__What you should do__. Copy exactly, and only, the lines from the one containing "e.g. [(280, 150)]" through the last line of the records below.

─── Extracted entries ───

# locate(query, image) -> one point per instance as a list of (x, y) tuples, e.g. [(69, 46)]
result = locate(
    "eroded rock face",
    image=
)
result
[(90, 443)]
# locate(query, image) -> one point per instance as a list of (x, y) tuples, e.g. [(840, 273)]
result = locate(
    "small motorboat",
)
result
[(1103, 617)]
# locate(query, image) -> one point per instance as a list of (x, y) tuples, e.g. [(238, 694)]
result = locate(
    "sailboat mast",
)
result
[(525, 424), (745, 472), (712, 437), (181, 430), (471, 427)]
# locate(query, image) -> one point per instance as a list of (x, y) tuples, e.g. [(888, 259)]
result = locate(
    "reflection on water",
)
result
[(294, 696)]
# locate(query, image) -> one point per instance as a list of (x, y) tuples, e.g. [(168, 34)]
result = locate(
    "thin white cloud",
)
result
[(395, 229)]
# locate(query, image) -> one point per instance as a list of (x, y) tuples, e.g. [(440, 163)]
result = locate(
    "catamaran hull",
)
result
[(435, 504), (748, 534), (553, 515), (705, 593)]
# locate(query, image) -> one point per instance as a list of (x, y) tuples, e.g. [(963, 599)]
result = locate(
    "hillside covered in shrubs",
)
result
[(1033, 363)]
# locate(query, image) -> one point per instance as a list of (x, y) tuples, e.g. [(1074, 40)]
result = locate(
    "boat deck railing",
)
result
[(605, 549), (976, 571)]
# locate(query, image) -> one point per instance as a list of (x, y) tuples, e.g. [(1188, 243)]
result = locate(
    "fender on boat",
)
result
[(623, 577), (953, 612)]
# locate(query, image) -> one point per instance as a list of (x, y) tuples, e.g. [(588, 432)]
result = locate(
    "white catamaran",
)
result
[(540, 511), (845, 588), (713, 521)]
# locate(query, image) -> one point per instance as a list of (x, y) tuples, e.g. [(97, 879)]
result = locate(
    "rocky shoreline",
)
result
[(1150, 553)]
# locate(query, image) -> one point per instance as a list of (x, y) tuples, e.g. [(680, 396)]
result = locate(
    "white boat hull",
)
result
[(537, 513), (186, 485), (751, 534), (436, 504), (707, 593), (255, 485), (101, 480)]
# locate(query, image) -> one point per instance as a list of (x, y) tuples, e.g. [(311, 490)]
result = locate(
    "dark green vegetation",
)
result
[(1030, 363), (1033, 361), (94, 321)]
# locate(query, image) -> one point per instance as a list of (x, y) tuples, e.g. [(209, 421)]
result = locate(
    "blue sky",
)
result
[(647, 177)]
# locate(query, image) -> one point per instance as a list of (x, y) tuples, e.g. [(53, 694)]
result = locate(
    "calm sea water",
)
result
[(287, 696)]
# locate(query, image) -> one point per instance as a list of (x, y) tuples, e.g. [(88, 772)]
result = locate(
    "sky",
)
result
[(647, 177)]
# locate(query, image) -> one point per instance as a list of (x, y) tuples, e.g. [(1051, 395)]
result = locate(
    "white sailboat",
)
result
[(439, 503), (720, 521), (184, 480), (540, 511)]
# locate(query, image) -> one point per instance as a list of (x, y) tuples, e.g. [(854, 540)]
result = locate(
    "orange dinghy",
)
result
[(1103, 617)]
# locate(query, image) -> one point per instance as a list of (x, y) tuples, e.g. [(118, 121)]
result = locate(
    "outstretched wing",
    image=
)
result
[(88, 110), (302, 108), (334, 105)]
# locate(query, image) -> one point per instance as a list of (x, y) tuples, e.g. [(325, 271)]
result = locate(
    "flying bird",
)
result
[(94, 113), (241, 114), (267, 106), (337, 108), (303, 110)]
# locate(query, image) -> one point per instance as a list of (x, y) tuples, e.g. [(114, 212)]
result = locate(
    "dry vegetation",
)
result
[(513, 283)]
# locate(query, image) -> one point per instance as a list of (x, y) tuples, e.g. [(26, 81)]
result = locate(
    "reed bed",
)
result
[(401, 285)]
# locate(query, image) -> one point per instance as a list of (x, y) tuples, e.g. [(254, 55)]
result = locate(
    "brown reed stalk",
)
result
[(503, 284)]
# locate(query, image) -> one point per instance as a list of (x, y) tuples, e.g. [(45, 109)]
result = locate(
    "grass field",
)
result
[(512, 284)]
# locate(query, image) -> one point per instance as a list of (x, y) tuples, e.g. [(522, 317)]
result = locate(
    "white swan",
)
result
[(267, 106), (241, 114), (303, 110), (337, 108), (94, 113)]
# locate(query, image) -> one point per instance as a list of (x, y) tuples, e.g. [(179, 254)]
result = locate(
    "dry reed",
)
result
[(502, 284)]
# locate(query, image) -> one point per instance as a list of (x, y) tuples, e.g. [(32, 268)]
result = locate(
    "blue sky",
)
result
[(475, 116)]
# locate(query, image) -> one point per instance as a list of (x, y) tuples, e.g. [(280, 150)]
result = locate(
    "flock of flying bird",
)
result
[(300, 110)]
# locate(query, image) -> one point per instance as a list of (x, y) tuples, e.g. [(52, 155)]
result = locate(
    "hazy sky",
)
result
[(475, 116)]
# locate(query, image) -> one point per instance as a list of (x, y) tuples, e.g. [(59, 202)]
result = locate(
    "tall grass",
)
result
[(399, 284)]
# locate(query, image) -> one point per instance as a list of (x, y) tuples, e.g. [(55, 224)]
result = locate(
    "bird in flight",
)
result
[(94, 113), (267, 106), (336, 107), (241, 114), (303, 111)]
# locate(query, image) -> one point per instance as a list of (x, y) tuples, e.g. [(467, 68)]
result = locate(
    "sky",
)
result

───

__Written solution__.
# locate(query, image) -> one point per instance as a list of (x, y) tuples, e.g. [(280, 150)]
result = locate(
    "flock of flying bird",
)
result
[(300, 110)]
# locate(query, image) -> one point per instance as a list of (x, y) tuples, e.g. [(52, 155)]
result = locate(
    "hazy sky",
)
result
[(475, 116)]
# locate(query, image) -> one point per instance as a list of (x, y) tuples, e.g. [(59, 202)]
result = locate(
    "tall grass",
)
result
[(399, 284)]
# locate(query, image) -> one point per instance as a list of (x, y) tuples, e.g. [(55, 224)]
result = locate(
    "bird in flight",
)
result
[(94, 113), (267, 106), (336, 107), (241, 114), (303, 111)]
# locate(query, image) -> one point per instance as a list of (x, y) tuples, e.g. [(467, 68)]
result = locate(
    "sky",
)
result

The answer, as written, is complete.